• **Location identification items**
⁂
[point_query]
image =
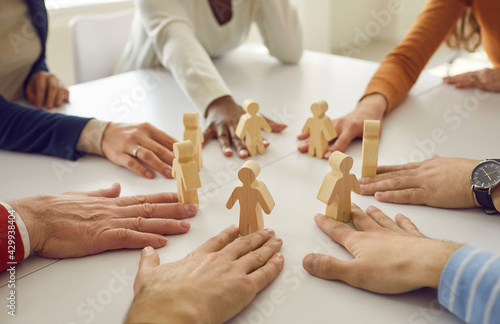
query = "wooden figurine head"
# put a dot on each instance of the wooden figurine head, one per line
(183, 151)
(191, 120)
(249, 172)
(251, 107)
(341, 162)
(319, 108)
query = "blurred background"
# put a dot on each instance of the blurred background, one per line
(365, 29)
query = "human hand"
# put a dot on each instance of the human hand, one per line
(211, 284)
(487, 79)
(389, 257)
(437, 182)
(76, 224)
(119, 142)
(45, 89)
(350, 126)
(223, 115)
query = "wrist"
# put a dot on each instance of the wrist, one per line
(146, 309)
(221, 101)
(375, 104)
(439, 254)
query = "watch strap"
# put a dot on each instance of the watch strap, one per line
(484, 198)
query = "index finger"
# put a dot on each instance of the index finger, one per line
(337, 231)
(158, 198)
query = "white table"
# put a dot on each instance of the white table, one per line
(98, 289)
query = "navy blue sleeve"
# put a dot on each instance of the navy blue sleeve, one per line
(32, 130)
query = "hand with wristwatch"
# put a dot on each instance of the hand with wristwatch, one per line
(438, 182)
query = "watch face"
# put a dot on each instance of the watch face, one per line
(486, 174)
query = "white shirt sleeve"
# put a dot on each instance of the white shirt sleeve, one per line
⁂
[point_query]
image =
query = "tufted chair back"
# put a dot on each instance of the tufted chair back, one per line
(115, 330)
⁂
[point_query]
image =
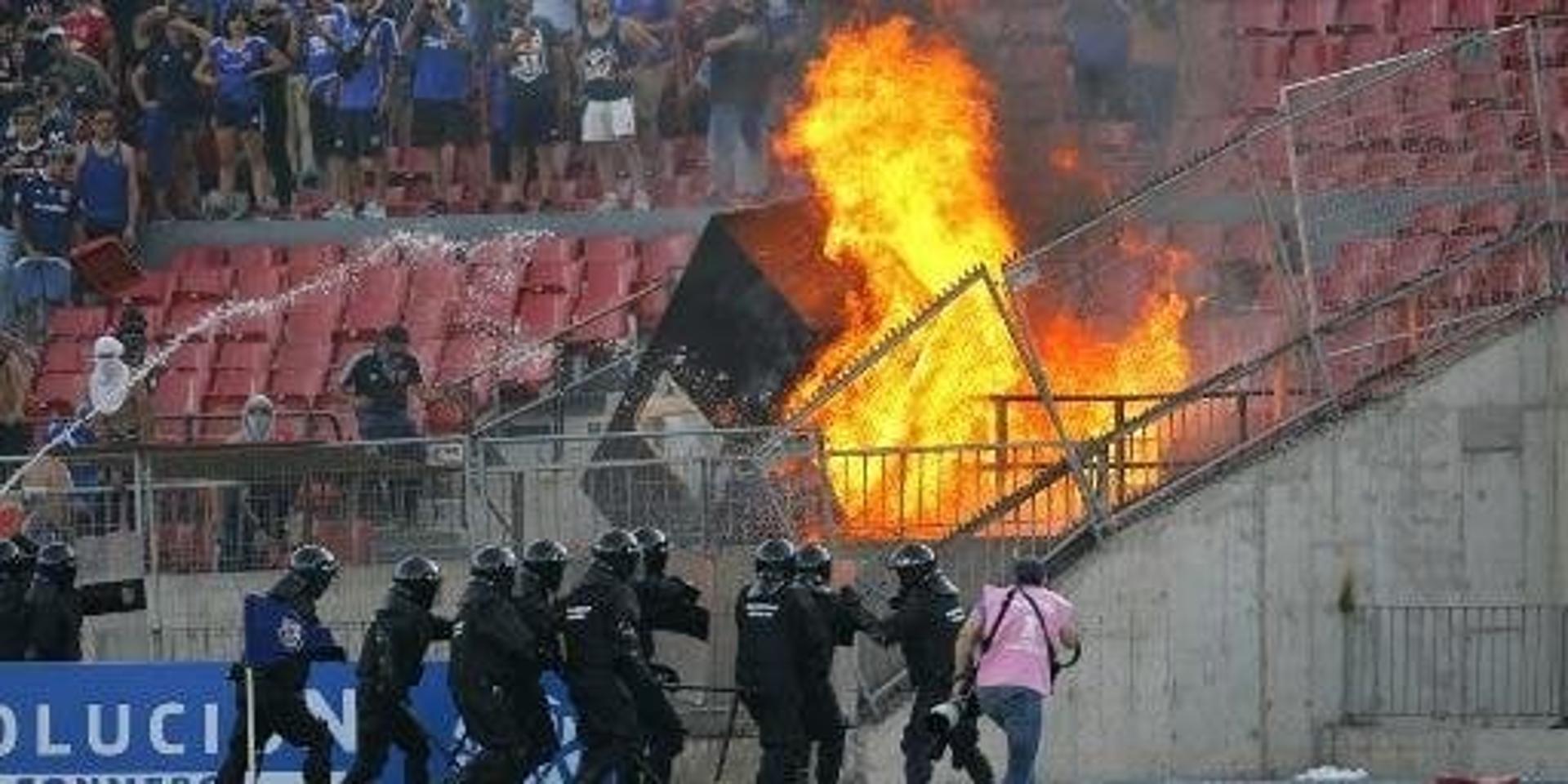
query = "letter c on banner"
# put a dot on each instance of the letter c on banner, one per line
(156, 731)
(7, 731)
⁂
• **What is required**
Pull out every line of the records above that contains the word "white".

• **Result below**
query = "white table"
# put a dot on each instance of the white table, one per line
query = "white shirt sleeve"
# put a dot on each instance of the white shirt sleeve, one per line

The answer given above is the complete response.